**AIM:** Return every line of the records that contains the word "instance".

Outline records
* Start *
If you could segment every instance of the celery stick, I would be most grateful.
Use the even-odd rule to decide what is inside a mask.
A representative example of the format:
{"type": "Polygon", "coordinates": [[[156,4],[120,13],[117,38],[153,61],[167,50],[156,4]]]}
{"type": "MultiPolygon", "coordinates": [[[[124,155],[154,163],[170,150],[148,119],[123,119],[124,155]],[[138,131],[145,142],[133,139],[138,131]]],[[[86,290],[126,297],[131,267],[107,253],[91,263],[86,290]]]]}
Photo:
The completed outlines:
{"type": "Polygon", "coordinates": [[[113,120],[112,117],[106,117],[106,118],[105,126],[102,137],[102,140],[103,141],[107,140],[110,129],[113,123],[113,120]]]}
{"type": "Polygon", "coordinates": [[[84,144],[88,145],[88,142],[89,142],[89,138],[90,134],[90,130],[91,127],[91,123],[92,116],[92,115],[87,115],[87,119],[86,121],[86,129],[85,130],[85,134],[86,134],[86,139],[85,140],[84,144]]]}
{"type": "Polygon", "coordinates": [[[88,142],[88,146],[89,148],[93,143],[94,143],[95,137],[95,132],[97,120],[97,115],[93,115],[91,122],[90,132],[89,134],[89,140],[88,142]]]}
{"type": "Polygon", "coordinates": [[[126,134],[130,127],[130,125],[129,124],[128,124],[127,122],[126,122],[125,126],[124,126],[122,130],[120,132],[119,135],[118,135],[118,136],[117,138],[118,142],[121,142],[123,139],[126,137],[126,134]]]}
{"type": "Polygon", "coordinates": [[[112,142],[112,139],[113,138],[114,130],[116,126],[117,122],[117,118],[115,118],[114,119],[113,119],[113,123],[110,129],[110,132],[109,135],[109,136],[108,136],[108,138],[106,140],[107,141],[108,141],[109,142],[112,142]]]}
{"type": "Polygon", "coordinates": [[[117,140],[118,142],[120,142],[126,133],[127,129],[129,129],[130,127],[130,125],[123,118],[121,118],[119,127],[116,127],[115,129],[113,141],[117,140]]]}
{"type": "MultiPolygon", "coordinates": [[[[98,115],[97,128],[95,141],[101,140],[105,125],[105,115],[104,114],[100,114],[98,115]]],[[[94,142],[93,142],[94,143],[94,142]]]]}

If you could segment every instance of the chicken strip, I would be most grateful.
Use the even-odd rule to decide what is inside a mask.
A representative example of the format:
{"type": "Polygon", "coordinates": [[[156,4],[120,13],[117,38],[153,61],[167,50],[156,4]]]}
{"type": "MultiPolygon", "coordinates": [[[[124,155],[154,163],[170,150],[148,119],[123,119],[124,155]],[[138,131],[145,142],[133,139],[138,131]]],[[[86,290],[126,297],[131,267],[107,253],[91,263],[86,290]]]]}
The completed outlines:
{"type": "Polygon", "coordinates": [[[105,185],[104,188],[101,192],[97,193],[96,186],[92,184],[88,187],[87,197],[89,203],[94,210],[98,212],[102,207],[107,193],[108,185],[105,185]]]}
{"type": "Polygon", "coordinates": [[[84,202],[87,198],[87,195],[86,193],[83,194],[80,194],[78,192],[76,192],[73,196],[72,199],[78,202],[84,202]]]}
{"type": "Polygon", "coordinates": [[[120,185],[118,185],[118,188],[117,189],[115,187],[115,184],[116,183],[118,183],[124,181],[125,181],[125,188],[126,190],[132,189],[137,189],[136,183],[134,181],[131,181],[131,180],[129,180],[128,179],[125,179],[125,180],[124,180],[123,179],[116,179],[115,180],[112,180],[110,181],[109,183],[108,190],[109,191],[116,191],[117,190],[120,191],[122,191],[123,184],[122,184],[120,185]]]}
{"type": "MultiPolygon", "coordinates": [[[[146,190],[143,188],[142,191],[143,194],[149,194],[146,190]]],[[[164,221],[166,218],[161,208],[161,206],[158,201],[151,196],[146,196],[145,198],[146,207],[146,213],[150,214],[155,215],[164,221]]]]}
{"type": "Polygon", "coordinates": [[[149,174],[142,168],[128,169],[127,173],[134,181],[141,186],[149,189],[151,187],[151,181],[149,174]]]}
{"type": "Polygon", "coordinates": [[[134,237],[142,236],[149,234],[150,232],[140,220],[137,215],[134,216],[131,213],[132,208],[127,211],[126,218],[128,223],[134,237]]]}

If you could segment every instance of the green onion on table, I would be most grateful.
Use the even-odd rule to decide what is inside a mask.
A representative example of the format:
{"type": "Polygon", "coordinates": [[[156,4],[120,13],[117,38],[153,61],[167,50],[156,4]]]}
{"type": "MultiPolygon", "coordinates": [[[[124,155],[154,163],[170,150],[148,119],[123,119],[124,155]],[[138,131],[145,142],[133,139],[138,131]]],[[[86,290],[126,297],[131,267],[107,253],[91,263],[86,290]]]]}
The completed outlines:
* End *
* Start *
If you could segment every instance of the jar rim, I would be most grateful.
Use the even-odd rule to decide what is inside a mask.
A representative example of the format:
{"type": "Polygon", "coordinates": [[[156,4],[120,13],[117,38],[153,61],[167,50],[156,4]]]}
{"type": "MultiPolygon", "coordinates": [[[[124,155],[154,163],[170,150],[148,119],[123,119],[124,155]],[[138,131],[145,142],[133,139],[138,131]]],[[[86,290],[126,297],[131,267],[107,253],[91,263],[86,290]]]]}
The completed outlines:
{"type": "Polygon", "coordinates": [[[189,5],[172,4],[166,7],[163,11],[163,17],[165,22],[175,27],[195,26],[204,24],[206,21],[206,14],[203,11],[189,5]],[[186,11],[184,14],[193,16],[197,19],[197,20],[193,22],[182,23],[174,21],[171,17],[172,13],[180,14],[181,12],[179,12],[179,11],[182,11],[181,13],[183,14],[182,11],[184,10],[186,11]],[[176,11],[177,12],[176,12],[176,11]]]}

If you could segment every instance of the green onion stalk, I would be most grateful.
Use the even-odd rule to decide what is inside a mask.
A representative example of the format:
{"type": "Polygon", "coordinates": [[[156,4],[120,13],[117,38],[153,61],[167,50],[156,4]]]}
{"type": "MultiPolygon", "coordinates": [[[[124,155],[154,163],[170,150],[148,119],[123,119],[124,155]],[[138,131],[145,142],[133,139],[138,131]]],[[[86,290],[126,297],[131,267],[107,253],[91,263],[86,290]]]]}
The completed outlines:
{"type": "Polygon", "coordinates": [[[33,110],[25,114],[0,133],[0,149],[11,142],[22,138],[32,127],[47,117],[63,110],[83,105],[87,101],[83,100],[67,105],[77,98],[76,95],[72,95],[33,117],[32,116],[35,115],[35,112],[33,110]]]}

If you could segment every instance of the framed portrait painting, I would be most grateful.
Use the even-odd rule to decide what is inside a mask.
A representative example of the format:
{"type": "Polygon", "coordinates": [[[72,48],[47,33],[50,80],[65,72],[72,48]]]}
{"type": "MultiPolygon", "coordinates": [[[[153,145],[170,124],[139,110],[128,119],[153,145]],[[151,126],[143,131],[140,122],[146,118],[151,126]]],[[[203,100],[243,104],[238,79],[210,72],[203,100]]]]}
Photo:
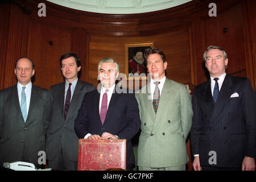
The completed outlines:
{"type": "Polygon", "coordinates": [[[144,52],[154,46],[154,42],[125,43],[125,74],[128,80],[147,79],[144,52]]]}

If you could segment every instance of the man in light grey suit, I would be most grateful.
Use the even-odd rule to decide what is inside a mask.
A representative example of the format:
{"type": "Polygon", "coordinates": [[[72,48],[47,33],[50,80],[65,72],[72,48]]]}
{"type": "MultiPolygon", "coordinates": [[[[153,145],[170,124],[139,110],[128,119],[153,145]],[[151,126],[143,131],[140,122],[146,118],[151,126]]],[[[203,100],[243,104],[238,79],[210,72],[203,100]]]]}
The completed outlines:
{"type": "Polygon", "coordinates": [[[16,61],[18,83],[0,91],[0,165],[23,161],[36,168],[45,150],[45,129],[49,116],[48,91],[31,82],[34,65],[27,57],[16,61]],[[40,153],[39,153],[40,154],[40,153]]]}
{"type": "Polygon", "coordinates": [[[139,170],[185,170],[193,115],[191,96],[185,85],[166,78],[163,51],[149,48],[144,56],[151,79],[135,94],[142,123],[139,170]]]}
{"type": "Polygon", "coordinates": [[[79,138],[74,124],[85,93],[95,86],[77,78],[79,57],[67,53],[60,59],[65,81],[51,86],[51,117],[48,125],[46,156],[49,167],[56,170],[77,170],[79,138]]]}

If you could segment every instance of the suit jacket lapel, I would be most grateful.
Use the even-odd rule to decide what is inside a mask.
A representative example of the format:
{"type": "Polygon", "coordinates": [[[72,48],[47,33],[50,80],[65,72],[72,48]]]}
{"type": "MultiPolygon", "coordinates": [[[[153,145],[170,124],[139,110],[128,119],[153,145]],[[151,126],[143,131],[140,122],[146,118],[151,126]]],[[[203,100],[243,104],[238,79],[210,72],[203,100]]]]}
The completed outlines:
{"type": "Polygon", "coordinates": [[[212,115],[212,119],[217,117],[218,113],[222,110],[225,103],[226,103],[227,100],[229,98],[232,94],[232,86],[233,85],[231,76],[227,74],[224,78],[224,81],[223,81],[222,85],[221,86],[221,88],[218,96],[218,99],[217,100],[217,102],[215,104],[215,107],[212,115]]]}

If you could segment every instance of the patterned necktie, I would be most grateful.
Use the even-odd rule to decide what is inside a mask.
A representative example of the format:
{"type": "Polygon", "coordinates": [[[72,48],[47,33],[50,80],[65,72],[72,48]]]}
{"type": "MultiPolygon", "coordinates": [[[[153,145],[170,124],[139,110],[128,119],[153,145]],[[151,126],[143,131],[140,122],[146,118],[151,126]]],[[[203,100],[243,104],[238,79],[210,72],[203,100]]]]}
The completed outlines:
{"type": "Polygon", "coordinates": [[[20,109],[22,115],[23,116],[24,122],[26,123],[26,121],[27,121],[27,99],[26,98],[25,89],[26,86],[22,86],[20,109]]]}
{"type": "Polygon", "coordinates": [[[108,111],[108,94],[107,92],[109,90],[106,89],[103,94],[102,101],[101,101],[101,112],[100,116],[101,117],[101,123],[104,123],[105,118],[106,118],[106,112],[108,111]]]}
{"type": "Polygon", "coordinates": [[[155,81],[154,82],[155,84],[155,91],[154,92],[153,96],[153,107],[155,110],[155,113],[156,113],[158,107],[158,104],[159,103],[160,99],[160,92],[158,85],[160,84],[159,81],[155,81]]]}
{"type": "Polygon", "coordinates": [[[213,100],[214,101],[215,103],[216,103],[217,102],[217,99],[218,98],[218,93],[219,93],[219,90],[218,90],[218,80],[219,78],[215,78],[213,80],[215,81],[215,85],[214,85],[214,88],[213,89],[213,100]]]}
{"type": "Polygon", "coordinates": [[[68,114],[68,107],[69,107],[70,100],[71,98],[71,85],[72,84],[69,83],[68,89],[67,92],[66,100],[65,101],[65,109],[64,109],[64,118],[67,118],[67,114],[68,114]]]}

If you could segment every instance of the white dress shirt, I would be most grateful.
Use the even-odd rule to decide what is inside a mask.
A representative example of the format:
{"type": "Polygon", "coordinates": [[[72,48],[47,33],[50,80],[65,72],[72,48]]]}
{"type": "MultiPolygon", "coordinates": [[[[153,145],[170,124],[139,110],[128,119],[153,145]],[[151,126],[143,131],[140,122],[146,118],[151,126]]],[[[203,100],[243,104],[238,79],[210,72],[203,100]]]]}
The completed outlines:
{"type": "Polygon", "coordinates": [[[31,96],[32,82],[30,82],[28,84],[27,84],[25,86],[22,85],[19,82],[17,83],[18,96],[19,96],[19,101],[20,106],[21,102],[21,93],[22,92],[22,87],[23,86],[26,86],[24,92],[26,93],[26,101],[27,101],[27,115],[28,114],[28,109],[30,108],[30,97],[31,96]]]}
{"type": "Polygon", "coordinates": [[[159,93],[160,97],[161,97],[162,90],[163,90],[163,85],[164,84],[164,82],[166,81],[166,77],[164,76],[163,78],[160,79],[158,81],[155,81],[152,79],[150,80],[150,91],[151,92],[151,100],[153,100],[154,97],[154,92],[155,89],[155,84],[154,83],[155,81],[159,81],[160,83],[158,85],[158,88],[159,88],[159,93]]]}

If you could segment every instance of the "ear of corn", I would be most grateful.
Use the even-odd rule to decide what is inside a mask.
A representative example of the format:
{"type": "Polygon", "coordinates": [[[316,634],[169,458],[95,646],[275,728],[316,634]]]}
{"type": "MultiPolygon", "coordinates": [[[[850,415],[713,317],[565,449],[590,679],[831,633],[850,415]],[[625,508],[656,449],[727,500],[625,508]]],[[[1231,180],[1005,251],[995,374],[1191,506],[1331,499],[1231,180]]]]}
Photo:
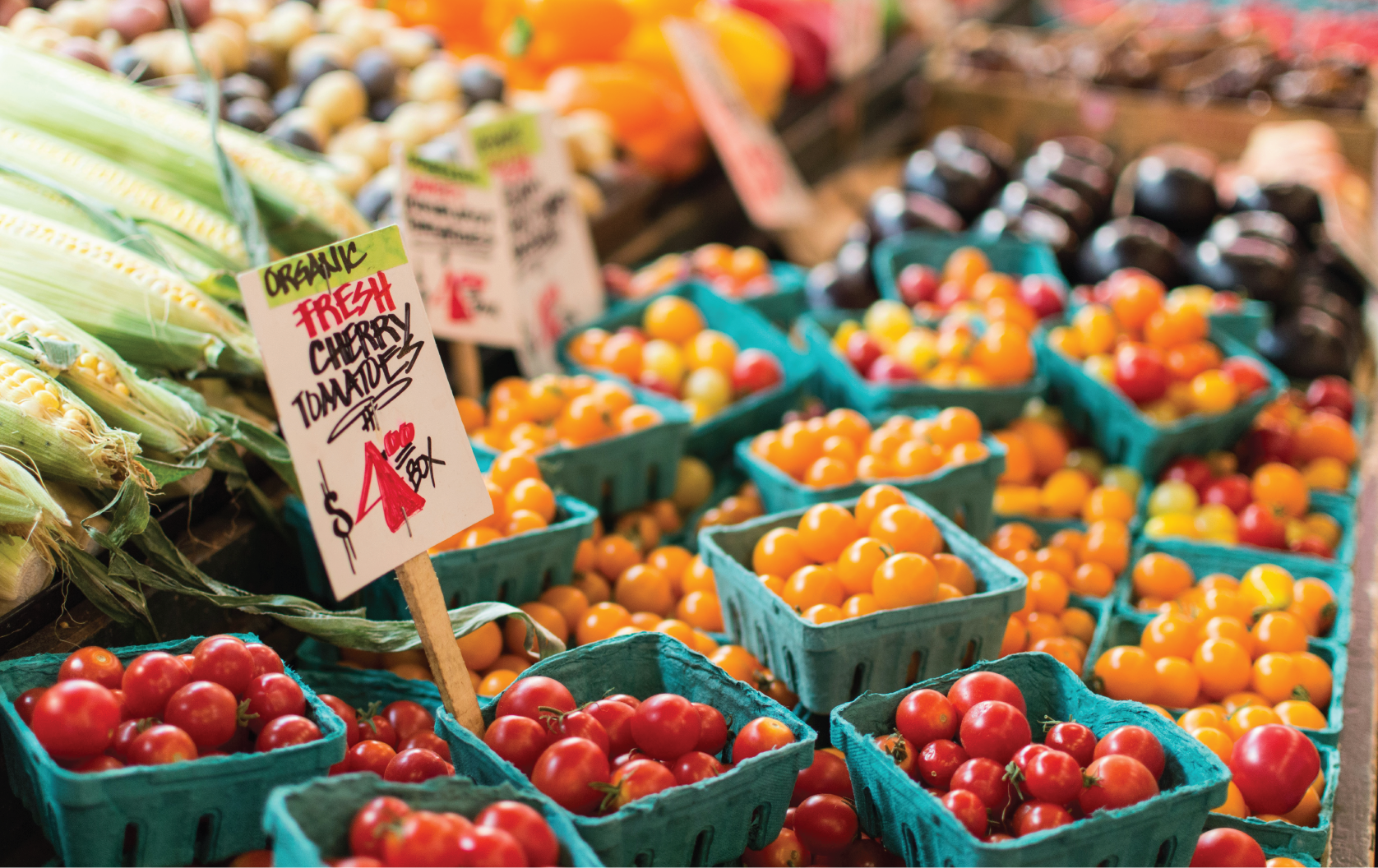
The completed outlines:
* End *
**IN RESPONSE:**
If you could segment every instance of the celery stick, I would be most grateful.
If you could segment every instance of the chicken strip, I would be most grateful.
If you could segment every instance of the green onion on table, I would be most grateful.
If you could segment every instance of the jar rim, I would be most grateful.
If you could segment every instance of the green onion stalk, I would be most grateful.
If you could segment every instance of the framed portrait painting, I would be most grateful.
If you could segment every instance of the man in light grey suit, I would be most grateful.
If you could segment every instance of the suit jacket lapel, I would be most grateful.
If you could segment every instance of the patterned necktie, I would be most grateful.
If you could segment every instance of the white dress shirt, I would be most grateful.
If you could segment every instance of the "ear of corn", I would be most grateful.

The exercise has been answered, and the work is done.